*How to complete this task*.
Leaving the pictures aside, reproduce the data in full and word for word.

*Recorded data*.

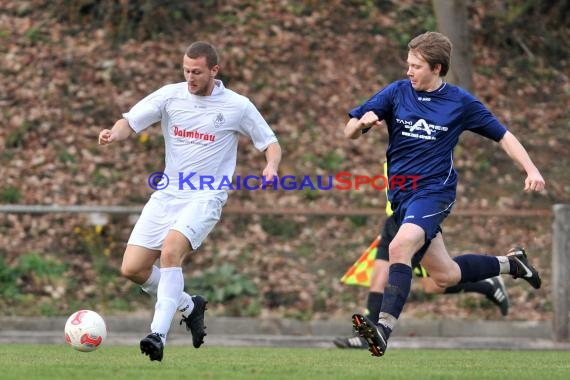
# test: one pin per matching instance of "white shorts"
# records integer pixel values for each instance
(194, 217)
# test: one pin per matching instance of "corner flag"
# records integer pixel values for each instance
(360, 273)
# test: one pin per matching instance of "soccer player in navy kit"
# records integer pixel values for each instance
(425, 117)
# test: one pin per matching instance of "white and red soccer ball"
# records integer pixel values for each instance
(85, 330)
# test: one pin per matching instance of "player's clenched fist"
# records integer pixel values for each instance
(106, 136)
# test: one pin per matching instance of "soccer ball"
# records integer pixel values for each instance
(85, 330)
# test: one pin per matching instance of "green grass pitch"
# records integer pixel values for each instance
(18, 361)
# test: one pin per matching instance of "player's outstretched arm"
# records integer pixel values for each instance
(354, 127)
(273, 157)
(120, 131)
(515, 150)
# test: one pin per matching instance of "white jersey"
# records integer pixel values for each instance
(201, 134)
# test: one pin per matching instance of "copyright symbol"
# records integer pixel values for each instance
(158, 181)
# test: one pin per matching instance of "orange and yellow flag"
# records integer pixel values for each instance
(360, 273)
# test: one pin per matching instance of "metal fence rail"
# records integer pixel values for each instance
(86, 209)
(560, 243)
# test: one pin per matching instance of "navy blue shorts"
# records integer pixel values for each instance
(387, 235)
(427, 210)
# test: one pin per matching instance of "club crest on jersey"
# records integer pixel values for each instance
(219, 120)
(420, 125)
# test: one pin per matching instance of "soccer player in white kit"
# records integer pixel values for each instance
(201, 121)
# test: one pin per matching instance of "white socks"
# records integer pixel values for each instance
(169, 292)
(185, 303)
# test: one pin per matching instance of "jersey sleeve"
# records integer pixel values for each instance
(147, 111)
(255, 126)
(480, 120)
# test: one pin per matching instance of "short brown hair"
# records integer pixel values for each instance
(203, 49)
(435, 48)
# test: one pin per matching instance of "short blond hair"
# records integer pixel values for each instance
(435, 48)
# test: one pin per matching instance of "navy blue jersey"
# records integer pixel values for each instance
(423, 129)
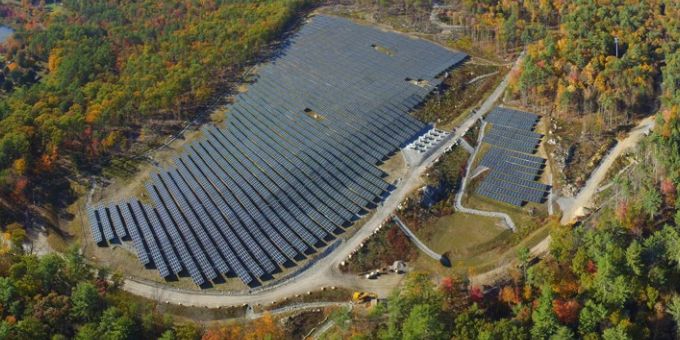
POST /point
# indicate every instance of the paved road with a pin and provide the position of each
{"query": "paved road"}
(325, 272)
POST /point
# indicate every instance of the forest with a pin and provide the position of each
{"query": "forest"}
(87, 81)
(613, 275)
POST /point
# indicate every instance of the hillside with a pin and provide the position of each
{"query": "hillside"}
(90, 85)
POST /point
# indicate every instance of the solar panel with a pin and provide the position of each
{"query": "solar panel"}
(296, 160)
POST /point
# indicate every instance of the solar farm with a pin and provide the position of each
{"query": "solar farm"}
(295, 164)
(513, 167)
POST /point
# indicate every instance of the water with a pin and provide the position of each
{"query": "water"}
(5, 33)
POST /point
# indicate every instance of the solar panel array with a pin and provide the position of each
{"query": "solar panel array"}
(514, 170)
(295, 163)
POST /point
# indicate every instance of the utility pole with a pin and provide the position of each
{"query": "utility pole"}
(616, 42)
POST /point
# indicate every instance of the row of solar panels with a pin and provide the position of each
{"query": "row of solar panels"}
(293, 166)
(333, 32)
(513, 168)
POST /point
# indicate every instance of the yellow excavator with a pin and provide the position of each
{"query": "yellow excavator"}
(362, 297)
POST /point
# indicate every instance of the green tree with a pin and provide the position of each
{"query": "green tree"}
(545, 322)
(114, 325)
(423, 323)
(86, 302)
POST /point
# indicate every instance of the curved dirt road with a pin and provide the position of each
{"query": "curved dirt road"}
(576, 207)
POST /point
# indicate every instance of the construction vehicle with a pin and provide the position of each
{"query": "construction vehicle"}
(362, 297)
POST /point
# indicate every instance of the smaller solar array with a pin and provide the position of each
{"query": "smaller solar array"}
(428, 140)
(513, 168)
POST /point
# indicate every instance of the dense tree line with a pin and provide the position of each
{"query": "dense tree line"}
(83, 79)
(61, 296)
(615, 275)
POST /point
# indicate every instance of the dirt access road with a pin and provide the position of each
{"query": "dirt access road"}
(576, 206)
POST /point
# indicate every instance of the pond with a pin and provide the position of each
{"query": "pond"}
(5, 33)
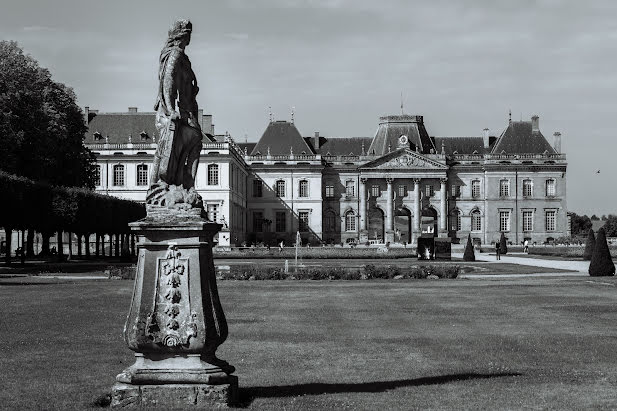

*Problem solution*.
# test: one pin per matching instance of "white shorts"
# records integer pixel values for each instance
(194, 217)
# test: one pin per matching instance of "corner flag"
# records integer pixel values for each instance
(360, 273)
# test: one pin per matching instance of "soccer player in navy kit"
# records integer pixel values for each instance
(425, 117)
# test: one pin per matching instance of "white and red soccer ball"
# records integer pixel values for each instance
(85, 330)
# test: one pin per matching instance of "player's clenched fist"
# records integer pixel values for each instance
(106, 136)
# test: one pin per matching instance of "soccer ball"
# records integer pixel values for each instance
(85, 330)
# test: one pin per matching instance of "green grass pitch"
# records integer pixel values for each instance
(18, 361)
# test: one pin per matching instance of "player's outstretched arm"
# records integer pixel values for each instance
(354, 127)
(273, 157)
(120, 131)
(515, 150)
# test: one pin per matching instance of "white jersey"
# records integer pixel values for each instance
(201, 134)
# test: one pin per matching instance of "copyright symbol"
# records integer pixel values for each instance
(158, 181)
# test: one pin per matching instance of "orange and yellow flag"
# records integer pixel values for each instance
(360, 273)
# test: one pin per matching instance of "metal fence rail"
# records integer pixel values for each instance
(86, 209)
(560, 243)
# test: one pin per matching instance of "navy blue shorts"
# records integer pixel values for each instance
(387, 235)
(427, 210)
# test: one pin per matching instance of "club crest on jersey"
# records integer pixel values for each instance
(219, 120)
(420, 125)
# test: one pin per matching instance of "soccer player in white kit"
# records integer pixel values for each instance
(201, 121)
# test: one pin per matching instance of "white socks"
# records integer pixel values for each instance
(169, 292)
(185, 303)
# test: one pin per matching instance of "jersey sleeve"
# records integer pixel values for each instance
(147, 111)
(255, 126)
(480, 120)
# test: one pin per matching instance of "short brown hair"
# records integer pixel values for each instance
(203, 49)
(435, 48)
# test: one pin per matching instance of "short blond hair"
# records integer pixel values for each instance
(435, 48)
# test: one pin per matching instance of "navy blue jersey"
# records integer pixel values for each instance
(423, 129)
POST /point
# indicate every instance of the paved road with a pin and provide the position of each
{"query": "paved road"}
(325, 272)
POST /point
# indicate every instance of the forest with a pin and provide the position of each
{"query": "forest"}
(87, 81)
(613, 275)
POST /point
# indicate every instance of the hillside with a pin and provide the position of each
{"query": "hillside"}
(90, 85)
POST /point
# indicate every instance of the solar panel with a pin and provide the position of each
{"query": "solar panel"}
(296, 160)
POST /point
# indicate every instance of the solar farm with a pin and provide the position of each
{"query": "solar farm"}
(295, 164)
(513, 167)
POST /point
# indicate every instance of the water with a pin and provide the position of each
{"query": "water"}
(5, 33)
POST /point
# indicate every instance of the solar panel array with a pin and provide the position of each
{"query": "solar panel array"}
(514, 170)
(295, 163)
POST /point
# indicate every instance of the utility pole with a pin and provide the position of each
{"query": "utility pole"}
(616, 42)
POST /point
# indicate every instance of the row of solar panels with a pin and provide the position of each
{"query": "row of solar panels"}
(293, 166)
(333, 32)
(513, 168)
POST /point
# indicate every instance of the yellow excavator with a pin and provide the position of each
{"query": "yellow excavator"}
(362, 297)
POST /point
# indicate every instance of the green tree with a pin and provide the position of each
{"query": "green tree"}
(545, 322)
(114, 325)
(423, 323)
(86, 302)
POST /point
# indicate every instance of the curved dirt road with a pin and provide the position of each
{"query": "curved dirt road"}
(576, 207)
POST /point
# indicate every instance of the construction vehicle with a pin and provide the position of each
{"query": "construction vehicle"}
(362, 297)
POST /point
# indicate every instance of the smaller solar array with a pin and provide the position of each
{"query": "smaller solar array"}
(428, 140)
(513, 168)
POST /point
# indicate every instance of the dense tree line with a pin and provide the position of each
{"query": "dense tree line"}
(83, 79)
(61, 296)
(615, 275)
POST /point
# indicate every instance of the dirt access road with a pin and provide the position of each
{"query": "dirt access road"}
(576, 206)
POST /point
# indicate every instance of the pond with a pin and provide the position of each
{"query": "pond"}
(5, 33)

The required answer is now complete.